**Supplied records:**
○ ○ ○ ○ ○
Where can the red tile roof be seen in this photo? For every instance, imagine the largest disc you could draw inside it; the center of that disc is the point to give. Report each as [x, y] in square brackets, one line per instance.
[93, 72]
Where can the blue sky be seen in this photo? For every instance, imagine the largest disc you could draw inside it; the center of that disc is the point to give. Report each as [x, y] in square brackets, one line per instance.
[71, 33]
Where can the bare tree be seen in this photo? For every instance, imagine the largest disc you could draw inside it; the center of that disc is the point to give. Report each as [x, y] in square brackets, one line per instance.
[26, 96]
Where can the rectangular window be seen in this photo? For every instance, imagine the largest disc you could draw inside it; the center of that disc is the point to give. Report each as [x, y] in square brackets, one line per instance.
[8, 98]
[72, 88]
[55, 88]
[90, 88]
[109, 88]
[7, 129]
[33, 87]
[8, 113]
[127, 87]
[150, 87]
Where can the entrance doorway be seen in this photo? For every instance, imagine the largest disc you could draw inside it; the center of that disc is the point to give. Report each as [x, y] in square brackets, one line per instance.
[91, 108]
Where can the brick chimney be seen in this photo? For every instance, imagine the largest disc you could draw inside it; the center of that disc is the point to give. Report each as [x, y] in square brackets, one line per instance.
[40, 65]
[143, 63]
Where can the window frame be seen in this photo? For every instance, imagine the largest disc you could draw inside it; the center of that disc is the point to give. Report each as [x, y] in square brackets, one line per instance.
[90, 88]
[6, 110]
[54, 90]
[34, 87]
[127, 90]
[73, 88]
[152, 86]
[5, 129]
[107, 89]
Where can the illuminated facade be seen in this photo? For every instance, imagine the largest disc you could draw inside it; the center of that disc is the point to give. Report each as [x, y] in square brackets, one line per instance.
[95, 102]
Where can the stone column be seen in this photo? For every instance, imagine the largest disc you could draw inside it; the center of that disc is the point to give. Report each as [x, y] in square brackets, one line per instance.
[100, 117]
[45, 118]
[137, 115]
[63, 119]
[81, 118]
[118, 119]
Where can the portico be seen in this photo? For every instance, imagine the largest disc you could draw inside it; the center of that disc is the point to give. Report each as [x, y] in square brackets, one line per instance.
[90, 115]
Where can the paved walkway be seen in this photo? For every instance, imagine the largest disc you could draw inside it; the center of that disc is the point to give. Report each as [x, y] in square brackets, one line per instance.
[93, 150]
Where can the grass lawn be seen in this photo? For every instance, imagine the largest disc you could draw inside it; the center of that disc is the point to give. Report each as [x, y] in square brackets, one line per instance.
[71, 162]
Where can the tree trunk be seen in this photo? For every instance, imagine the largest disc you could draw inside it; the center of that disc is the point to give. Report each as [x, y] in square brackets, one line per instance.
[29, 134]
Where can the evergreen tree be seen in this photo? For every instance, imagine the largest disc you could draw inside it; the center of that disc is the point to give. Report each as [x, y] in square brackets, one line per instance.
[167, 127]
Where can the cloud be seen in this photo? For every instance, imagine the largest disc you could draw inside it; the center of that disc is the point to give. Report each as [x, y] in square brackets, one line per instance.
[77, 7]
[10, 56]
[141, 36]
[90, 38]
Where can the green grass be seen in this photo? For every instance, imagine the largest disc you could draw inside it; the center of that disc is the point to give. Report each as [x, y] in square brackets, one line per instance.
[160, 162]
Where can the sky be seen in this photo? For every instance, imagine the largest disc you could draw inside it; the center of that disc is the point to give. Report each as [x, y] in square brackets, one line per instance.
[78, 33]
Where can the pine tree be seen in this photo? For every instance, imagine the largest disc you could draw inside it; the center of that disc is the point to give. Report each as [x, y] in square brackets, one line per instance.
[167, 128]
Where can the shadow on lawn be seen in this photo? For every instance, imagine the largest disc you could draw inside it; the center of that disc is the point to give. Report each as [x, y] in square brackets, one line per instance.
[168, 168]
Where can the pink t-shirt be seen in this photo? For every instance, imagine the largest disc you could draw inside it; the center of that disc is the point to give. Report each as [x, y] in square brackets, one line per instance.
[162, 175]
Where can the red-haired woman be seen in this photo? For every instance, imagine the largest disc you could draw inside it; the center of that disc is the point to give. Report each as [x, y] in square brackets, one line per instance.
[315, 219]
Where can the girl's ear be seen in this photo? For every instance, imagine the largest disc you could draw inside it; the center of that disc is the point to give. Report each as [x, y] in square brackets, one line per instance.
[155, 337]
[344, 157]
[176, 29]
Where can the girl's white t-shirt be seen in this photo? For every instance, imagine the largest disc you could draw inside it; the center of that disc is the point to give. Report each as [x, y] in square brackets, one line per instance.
○ ○ ○ ○ ○
**Task directions:**
Render every entry above as a Markdown table with the columns Row and Line, skipping blank lines.

**Correct response:**
| Row | Line |
|---|---|
| 1 | Where can the red tile roof be seen in this photo? For every instance, imagine the largest disc you could draw inside it; the center of that disc is the point to give. Report each as [x, y] in square brackets, one line per instance. |
| 2 | [93, 72] |
| 3 | Where can the blue sky be seen in this photo? For every instance, imagine the largest disc you could draw inside it; the center of that disc is the point to give. Report each as [x, y] in square brackets, one line per instance. |
| 4 | [71, 33] |
| 5 | Where can the bare tree be seen in this photo? For every instance, imagine the largest disc you could draw inside it; the center of that disc is the point to give. Report each as [x, y] in square brackets, one line per instance. |
| 6 | [26, 96] |
| 7 | Where can the rectangular window be seen in this photo? For every instance, imagine the largest disc you could draw inside it; the center of that disc is the point to give. Report each as [x, y] in square brackets, one line per instance. |
| 8 | [8, 98] |
| 9 | [72, 88] |
| 10 | [55, 88] |
| 11 | [90, 88] |
| 12 | [109, 88] |
| 13 | [7, 129] |
| 14 | [33, 87] |
| 15 | [8, 113] |
| 16 | [127, 87] |
| 17 | [150, 87] |
| 18 | Where can the entrance doorway be seen in this photo? For every instance, imagine the largest disc you could draw inside it; the center of that disc is the point to give. Report each as [x, y] in square brackets, one line per instance. |
| 19 | [91, 108] |
| 20 | Where can the brick chimney be seen in this photo? For every instance, imagine the largest disc you could draw inside it; the center of that disc is the point to give. Report each as [x, y] in square brackets, one line per instance. |
| 21 | [40, 65] |
| 22 | [143, 63] |
| 23 | Where can the window frame be seen in this photo? For every instance, imagine the largest disc you could draw inside it; the center of that disc is the point to give. Report each as [x, y] in square brackets, one line per instance. |
| 24 | [90, 88] |
| 25 | [6, 110] |
| 26 | [54, 90] |
| 27 | [34, 87] |
| 28 | [127, 90] |
| 29 | [73, 88] |
| 30 | [152, 86] |
| 31 | [5, 129] |
| 32 | [107, 89] |
| 33 | Where can the illuminated facade be seen in this photo? For every instance, imagine the largest disc you could draw inside it; the center of that disc is the point to give. Report each as [x, y] in square brackets, one line per instance. |
| 34 | [95, 102] |
| 35 | Where can the stone column be seen in this photo? For every instance, imagine the largest disc you could draw inside it; the center of that disc is the point to give. Report each as [x, y] in square brackets, one line per instance. |
| 36 | [100, 117] |
| 37 | [45, 118] |
| 38 | [137, 115] |
| 39 | [63, 119] |
| 40 | [81, 118] |
| 41 | [118, 119] |
| 42 | Where can the portico be seen in this photo? For every instance, imagine the largest disc you could draw inside it; the center of that disc is the point to give. Report each as [x, y] in square brackets, one line per instance. |
| 43 | [90, 115] |
| 44 | Where can the paved walkway be seen in this photo? For every instance, imagine the largest disc you could draw inside it; the center of that disc is the point to give. Report each as [x, y] in square brackets, one line per instance. |
| 45 | [93, 150] |
| 46 | Where can the grass lawn be seen in this photo? For every instance, imagine the largest disc you could draw inside it; the center of that disc is the point to give. Report each as [x, y] in square brackets, one line per instance. |
| 47 | [71, 162] |
| 48 | Where can the tree trunk be seen in this photo? For every instance, imagine the largest disc you could draw inside it; the center of that disc is the point to give. Report each as [x, y] in square brackets, one line per instance. |
| 49 | [29, 134] |
| 50 | Where can the evergreen tree be seen in this photo? For every instance, imagine the largest disc you could draw inside it; the center of that disc is the point to give. Report each as [x, y] in square brackets, one line per instance. |
| 51 | [167, 127] |
| 52 | Where can the cloud be seen in this photo? For every instance, imagine the largest disc you could draw inside it; the center of that disc is the point to give. Report each as [x, y] in square brackets, one line per instance. |
| 53 | [77, 7] |
| 54 | [10, 56] |
| 55 | [141, 36] |
| 56 | [90, 38] |
| 57 | Where can the green grass be seen in this photo? For every instance, imagine the largest disc you could draw inside it; the center of that disc is the point to give. Report each as [x, y] in square brackets, one line per instance. |
| 58 | [160, 162] |
| 59 | Where can the sky be seen in this photo? For every instance, imagine the largest disc you could draw inside it; the center of that disc is the point to give. Report each as [x, y] in square brackets, one line per instance. |
| 60 | [78, 33] |
| 61 | Where can the pine tree be seen in this photo? For every instance, imagine the largest disc you could draw inside it; the center of that disc is the point to give. Report each as [x, y] in square brackets, one line per instance. |
| 62 | [167, 128] |
| 63 | Where can the shadow on lawn be seen in this photo? For every instance, imagine the largest disc you could draw inside it; the center of that disc is the point to give. Report each as [x, y] in square brackets, one line per instance. |
| 64 | [168, 168] |
| 65 | Where can the pink t-shirt be seen in this photo? For every instance, imagine the largest disc you could draw inside it; the center of that disc is the point to give. Report each as [x, y] in square brackets, one line per instance. |
| 66 | [162, 175] |
| 67 | Where can the red-haired woman be seen in this photo? For every instance, imagine the largest disc you could draw inside it; the center of that disc is the point to give. Report each as [x, y] in square brackets, one line per instance. |
| 68 | [315, 219] |
| 69 | Where can the girl's ear be seen in this photo? For every instance, imagine the largest disc you could draw inside it; the center of that disc is the point to give. Report each as [x, y] in square brackets, one line per instance. |
| 70 | [155, 337] |
| 71 | [344, 157] |
| 72 | [176, 29] |
| 73 | Where can the girl's white t-shirt be seen in this photo? For every instance, imagine the largest disc you could draw inside it; the center of that disc is the point to give. Report each as [x, y] in square brackets, one line per instance. |